İnsan toplulukların kurtuluşu olacaksa eğer, ancak kendi güç ve edimleriyle olanaklı olabilir bu kurtulma. İnsana, topluluğa dışarıdan bilinç götürme, onları kültürleme, onlara doğru yolu gösterme; onları bir erişmeliğe doğru yönlendirme pek de arı bir duygu ve düşünceden kaynaklanmaz. Özgürlüğü, özerkliği, bağımsızlığı savunanlara böylesi gizli tasarılara su taşımak düşmez. Düzenin sürdürülmesinin, korunmasının sorumlusu olduğu sanrısıyla yaşayanlar her toplulukta kişi başına birdir. Bunları üreten ve yeniden üreten kurum, kuruluş, örgüt, işkolu zaten bir kuruma sığdıralamaz sayıda boldur. Son tümce, bütün bu bulaşıcılıktan kurtulmak için topluluk topluluk örülmeliyiz. Topluluk istemesek de ilişkisiyle yaşadığımız üçbeş kişi de olabilir. Topluluk yaşamı kapalı ve gizli olan bir yaşamdır. Birbirine ve kendilerine yetecek kişilerin oluşturduğu, kurduğu üyeleri çoğalıp azalan bir toplaşmadır. Geçicidir, yereldir, süreğendir. İstedikleri yaşamı ertelemeden eylemeye çalışanların yaşayışıdır. Utanarak bir denememi daha belirteyim: “Batan Ada, Yeni Yaşayışlar”. Bunu okuyup yeniden yeniden yazıp yaşayacaklar elbette ulaşmanın yolunu bulurlar. Yoksa bütün şirret ve şirketlerin yaptığı gibi topluluk denetim sitelerinin, gerek duyulduğunda da kolayca yok edilecek ilişki ağlarının medya adreslerini mi versem!

Yapılacak iş: Verilen yazıda adı geçen denemenin adı ne? Satırların bu işle hiçbir ilgisi yok.

Verilen satırlar:
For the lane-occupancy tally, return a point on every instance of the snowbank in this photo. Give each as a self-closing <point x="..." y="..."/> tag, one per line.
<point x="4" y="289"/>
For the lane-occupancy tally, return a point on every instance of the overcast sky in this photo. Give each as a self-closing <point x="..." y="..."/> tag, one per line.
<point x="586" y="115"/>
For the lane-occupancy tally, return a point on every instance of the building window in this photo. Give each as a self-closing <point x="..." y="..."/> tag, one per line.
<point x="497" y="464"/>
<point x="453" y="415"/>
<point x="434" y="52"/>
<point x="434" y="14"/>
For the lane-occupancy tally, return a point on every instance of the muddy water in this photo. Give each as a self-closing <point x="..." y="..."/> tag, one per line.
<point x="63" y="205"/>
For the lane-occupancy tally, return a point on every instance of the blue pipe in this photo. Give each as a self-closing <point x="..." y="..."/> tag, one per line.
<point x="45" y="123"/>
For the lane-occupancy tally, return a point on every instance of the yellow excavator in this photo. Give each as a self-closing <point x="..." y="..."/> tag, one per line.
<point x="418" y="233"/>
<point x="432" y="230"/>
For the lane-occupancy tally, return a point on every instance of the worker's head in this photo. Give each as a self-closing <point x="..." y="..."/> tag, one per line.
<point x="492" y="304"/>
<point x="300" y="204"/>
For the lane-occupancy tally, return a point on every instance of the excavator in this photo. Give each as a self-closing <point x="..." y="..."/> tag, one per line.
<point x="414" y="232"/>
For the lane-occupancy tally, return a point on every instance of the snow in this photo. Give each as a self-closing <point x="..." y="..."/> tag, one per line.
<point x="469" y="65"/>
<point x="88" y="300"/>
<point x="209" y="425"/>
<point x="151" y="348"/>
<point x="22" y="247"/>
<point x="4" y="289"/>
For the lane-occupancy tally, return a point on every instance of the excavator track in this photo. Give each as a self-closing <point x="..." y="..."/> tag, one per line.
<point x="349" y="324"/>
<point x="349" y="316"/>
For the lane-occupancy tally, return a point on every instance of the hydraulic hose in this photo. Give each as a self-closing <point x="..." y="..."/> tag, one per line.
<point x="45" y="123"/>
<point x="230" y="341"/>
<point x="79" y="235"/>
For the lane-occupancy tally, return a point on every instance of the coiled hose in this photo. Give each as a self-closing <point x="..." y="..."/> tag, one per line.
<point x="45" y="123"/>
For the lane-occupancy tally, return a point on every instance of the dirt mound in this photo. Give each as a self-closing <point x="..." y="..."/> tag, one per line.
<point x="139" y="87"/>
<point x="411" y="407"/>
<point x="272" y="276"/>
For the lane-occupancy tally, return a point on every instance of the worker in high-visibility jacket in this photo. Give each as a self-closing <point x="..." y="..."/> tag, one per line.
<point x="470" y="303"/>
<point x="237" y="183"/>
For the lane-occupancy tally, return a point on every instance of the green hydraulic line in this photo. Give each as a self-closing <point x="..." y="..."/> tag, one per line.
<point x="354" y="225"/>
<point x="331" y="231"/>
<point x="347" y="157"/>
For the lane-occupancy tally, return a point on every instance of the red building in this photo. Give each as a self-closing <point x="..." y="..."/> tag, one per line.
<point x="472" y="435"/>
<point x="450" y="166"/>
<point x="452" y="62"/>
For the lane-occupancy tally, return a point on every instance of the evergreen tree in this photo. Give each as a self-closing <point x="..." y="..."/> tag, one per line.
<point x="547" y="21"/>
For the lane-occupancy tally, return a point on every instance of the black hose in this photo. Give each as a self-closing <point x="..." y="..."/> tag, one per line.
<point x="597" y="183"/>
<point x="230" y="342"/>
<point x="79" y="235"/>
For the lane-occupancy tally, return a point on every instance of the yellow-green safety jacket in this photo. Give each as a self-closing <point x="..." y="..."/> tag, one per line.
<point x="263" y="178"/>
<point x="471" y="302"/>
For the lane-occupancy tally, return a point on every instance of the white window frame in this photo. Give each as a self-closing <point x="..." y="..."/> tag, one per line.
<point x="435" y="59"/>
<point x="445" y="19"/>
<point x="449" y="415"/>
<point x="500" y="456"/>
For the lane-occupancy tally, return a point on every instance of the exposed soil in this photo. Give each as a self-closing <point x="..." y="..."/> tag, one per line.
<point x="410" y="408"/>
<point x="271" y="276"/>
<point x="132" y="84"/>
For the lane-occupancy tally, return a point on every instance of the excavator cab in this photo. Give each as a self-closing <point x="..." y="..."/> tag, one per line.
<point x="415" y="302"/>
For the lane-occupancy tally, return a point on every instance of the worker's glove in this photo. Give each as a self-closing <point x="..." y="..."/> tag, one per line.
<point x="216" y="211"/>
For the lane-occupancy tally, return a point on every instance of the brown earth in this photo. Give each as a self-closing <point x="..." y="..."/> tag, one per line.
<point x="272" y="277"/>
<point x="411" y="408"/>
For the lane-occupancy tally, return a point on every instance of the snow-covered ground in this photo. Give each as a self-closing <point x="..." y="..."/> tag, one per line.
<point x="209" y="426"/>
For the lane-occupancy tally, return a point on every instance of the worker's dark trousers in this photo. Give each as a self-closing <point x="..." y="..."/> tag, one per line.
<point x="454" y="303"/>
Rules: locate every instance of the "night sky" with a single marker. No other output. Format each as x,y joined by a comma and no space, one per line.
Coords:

Senin cevabın: Batan Ada, Yeni Yaşayışlar